Exercise brief: In your answer, transcribe all of the data exactly.

(Stored data entries)
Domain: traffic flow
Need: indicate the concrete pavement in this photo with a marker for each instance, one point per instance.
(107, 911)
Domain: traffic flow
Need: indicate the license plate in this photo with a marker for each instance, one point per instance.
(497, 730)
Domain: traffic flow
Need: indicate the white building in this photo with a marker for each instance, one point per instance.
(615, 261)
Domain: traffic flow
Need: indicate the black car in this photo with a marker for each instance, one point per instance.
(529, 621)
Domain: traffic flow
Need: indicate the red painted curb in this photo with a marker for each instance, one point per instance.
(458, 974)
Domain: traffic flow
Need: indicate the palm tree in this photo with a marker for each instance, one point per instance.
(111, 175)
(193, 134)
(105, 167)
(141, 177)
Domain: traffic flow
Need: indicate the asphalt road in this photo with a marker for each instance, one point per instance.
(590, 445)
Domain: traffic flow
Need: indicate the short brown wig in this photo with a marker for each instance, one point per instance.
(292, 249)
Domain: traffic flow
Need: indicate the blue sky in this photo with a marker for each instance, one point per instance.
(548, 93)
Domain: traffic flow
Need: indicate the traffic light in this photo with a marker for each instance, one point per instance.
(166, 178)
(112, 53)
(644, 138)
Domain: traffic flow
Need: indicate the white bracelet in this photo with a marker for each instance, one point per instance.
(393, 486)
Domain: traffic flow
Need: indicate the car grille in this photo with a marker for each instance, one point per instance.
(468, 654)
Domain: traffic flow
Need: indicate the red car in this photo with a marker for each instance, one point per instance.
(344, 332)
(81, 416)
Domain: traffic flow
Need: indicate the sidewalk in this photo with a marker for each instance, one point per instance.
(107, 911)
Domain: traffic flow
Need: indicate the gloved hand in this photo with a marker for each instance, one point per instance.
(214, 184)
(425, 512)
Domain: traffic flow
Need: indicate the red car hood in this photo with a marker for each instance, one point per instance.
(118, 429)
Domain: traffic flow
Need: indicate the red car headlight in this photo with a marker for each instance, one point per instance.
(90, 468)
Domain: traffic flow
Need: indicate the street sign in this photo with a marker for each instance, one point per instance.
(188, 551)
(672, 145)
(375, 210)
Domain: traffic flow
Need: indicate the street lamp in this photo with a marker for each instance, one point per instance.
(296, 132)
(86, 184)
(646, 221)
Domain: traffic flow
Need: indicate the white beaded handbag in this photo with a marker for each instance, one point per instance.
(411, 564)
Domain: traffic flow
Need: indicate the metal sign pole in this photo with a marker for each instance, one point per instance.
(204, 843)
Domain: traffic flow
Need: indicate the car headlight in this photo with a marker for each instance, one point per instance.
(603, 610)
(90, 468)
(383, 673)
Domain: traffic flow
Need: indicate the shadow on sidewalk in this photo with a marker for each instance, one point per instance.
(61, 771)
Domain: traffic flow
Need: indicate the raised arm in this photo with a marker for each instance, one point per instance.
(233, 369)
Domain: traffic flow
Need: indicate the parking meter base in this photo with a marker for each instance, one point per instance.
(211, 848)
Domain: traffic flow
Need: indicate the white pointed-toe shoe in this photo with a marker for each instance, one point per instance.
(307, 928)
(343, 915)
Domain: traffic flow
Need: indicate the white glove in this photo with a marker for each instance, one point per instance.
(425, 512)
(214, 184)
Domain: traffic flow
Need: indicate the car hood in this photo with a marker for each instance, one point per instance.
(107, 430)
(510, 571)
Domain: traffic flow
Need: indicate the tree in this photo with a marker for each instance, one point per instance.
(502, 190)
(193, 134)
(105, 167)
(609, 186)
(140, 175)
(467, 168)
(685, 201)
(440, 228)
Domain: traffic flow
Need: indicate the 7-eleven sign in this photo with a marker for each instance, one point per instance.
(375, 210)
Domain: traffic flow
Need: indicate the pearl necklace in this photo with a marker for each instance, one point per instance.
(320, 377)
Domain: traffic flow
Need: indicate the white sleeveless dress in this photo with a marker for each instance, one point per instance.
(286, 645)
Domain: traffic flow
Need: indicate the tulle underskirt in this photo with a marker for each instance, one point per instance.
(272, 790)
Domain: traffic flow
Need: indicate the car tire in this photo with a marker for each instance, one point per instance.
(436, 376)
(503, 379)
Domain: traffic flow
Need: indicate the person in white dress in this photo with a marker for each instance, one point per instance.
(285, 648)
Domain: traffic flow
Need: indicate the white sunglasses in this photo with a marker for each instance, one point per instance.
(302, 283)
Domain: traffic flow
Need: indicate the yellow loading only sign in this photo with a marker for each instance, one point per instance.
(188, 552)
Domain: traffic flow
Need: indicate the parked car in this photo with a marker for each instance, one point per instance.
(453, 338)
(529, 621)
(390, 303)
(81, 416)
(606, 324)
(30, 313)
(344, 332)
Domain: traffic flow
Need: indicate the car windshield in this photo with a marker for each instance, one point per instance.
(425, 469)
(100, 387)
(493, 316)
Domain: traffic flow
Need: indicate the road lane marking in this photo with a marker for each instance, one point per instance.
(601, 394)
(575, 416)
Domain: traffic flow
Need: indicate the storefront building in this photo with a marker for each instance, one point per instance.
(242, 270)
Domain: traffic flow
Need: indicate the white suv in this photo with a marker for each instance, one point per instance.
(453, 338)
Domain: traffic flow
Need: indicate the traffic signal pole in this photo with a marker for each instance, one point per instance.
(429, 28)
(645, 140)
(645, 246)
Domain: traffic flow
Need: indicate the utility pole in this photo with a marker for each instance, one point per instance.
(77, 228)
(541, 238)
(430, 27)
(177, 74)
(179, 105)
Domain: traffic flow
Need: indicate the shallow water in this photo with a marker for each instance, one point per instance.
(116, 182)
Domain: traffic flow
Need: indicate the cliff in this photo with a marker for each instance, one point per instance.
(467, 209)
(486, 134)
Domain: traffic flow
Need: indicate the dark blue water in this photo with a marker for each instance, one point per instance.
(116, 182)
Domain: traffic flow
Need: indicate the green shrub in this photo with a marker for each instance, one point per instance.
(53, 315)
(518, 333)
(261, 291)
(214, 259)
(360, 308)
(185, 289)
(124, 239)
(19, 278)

Answer to this exercise:
Domain: traffic flow
Need: indicate the concrete pavement in this photo with a marker for each instance, one point per instance.
(107, 911)
Domain: traffic flow
Need: indicate the license plate in this photo with a marker for each instance, one point per instance.
(497, 730)
Domain: traffic flow
Need: indicate the white building in this photo with a marker for each instance, one point per instance.
(615, 261)
Domain: traffic flow
Need: indicate the black car in this photo with a marker for each instance, one point per instance.
(529, 621)
Domain: traffic flow
Need: indicate the red painted curb in this photo with a marker for each instance, one point per instance.
(458, 974)
Domain: traffic flow
Need: indicate the palm tree in this photo with a marker for each instance, one point per instance.
(111, 175)
(193, 134)
(105, 167)
(141, 177)
Domain: traffic flow
Need: indicate the asphalt road in this photo with a marker for each instance, one point per instance.
(590, 445)
Domain: traffic flow
Need: indicate the short brown wig in this photo with a marker for each instance, one point per instance.
(292, 249)
Domain: traffic flow
Need: indicate the blue sky in this photo with a marker for each instance, one point per instance.
(548, 93)
Domain: traffic flow
Need: indicate the traffic light in this photo with a marker for each instance, one point per instance.
(166, 178)
(112, 53)
(644, 138)
Domain: traffic flow
Need: indicate the white bracelet in this photo with a marker for each instance, one point per instance.
(393, 486)
Domain: traffic flow
Need: indicate the car grille in this photo with a marker for each instance, one point per instance.
(468, 654)
Domain: traffic flow
Need: indicate the red car in this photo with a marker for each instance, one point per instance.
(344, 332)
(81, 416)
Domain: traffic flow
Need: indicate the sidewalk in this photo with a marker for each instance, one point per instance.
(107, 911)
Domain: traffic flow
Need: indicate the gloved hand in this photo with a marker for each instance, one point per instance.
(214, 184)
(425, 512)
Domain: traffic flow
Need: indicate the red car hood in this photo with a marker for each instance, one point per instance.
(118, 429)
Domain: traffic flow
Need: indicate the red car headlight in this photo with a marker for each instance, one point per instance.
(90, 468)
Domain: traffic flow
Need: indicate the street sign in this photo with a marker for each instance, one point per instance.
(188, 551)
(672, 145)
(375, 210)
Domain: traffic flow
Need: indicate the street lamp in this photo with a marker for each instance, one point per instance.
(296, 132)
(86, 184)
(646, 221)
Domain: traffic flow
Need: indicate the white beaded handbag in this photo with a marker for each instance, one point per instance.
(411, 564)
Domain: traffic flow
Need: indicate the metal sign pole in this photo with a marker for each instance, one point per instance.
(204, 843)
Domain: traffic flow
Need: indicate the car headlight in this photo with a marker for each instance, one point per instance.
(603, 610)
(90, 468)
(383, 673)
Domain: traffic flow
Need: indicate the shadow on sidewalk in this photo with a marker for each instance, one point per instance.
(61, 771)
Domain: traffic flow
Need: indicate the raised arm in this photo with a marker for each instance, one point per instance.
(233, 369)
Domain: traffic flow
Need: indicate the parking meter base in this photo with a marker for each instance, one point per instance.
(211, 848)
Domain: traffic flow
Need: indicate the white pointed-toe shoe in this photo with a marker for each instance, one point per instance.
(307, 928)
(343, 915)
Domain: traffic flow
Need: indicate the white glove in this photo with a marker for each instance, one point per instance.
(425, 512)
(214, 184)
Domain: traffic flow
Need: indicate the car hood in this photo with a marker for each instance, one point per instance.
(107, 430)
(510, 571)
Domain: traffic flow
Need: indicate the tree in this photo with a marker for each instance, one point per instance.
(502, 190)
(193, 134)
(105, 167)
(609, 186)
(140, 175)
(467, 168)
(685, 201)
(440, 228)
Domain: traffic flow
Need: indicate the 7-eleven sign in this photo with a marker for each instance, one point per instance.
(375, 210)
Domain: traffic flow
Need: indicate the pearl necklace in this photo with a marker for each instance, one point per instance.
(320, 377)
Domain: traffic flow
Need: indicate the white sleeveless dress in this photo with a marker for each instance, one point per instance.
(286, 645)
Domain: traffic flow
Need: indicate the tulle underskirt in this photo with a marker for each instance, one point per instance.
(272, 790)
Domain: traffic flow
Need: indicate the car tire in this photo with a marker for each instance, one point per instance.
(436, 376)
(503, 379)
Domain: traffic flow
Need: indicate the person in white dress in this photo with a marker for each instance, one point per instance.
(285, 648)
Domain: traffic flow
Need: indicate the white sunglasses in this photo with a marker for each instance, one point per instance.
(302, 283)
Domain: traffic flow
Need: indicate the yellow loading only sign in this photo with a marker for each instance, one point per instance.
(188, 552)
Domain: traffic flow
Need: indicate the parked car in this photo with a marker for each instance, one point per instance.
(453, 338)
(529, 621)
(390, 303)
(81, 416)
(606, 324)
(30, 313)
(344, 332)
Domain: traffic flow
Need: indicate the car windshield in this photo with a marker for each instance, one point per instance.
(425, 469)
(100, 387)
(493, 316)
Domain: traffic flow
Need: indicate the road lane marking in this photo with a marker for each instance, one point per instance.
(601, 394)
(575, 416)
Domain: traffic flow
Need: indicate the storefront building in this photo with a marker for each instance, one point per instance.
(242, 270)
Domain: traffic flow
Need: indicate the white suv in this photo with a marker for each instance, one point per instance.
(453, 338)
Domain: traffic flow
Need: indicate the traffic signal pole in this photo with a marker for each instance, one point per instance.
(429, 28)
(645, 140)
(645, 246)
Domain: traffic flow
Need: indicate the utility pole in this photo with a marker for each instance, one point per instance.
(77, 228)
(541, 238)
(430, 27)
(177, 74)
(179, 105)
Domain: traffic flow
Need: indicate the shallow water in this photo with a marker for each instance, one point per instance.
(116, 182)
Domain: traffic flow
Need: indicate the cliff in this photo with a marker for each instance, one point per instance.
(467, 209)
(486, 134)
Domain: traffic flow
Need: indicate the dark blue water in this photo with a marker for each instance, one point per instance.
(116, 182)
Domain: traffic flow
Need: indicate the green shrub in this photo with a marker for each instance, one point per instance.
(53, 315)
(518, 333)
(261, 291)
(214, 259)
(360, 308)
(185, 289)
(124, 239)
(19, 278)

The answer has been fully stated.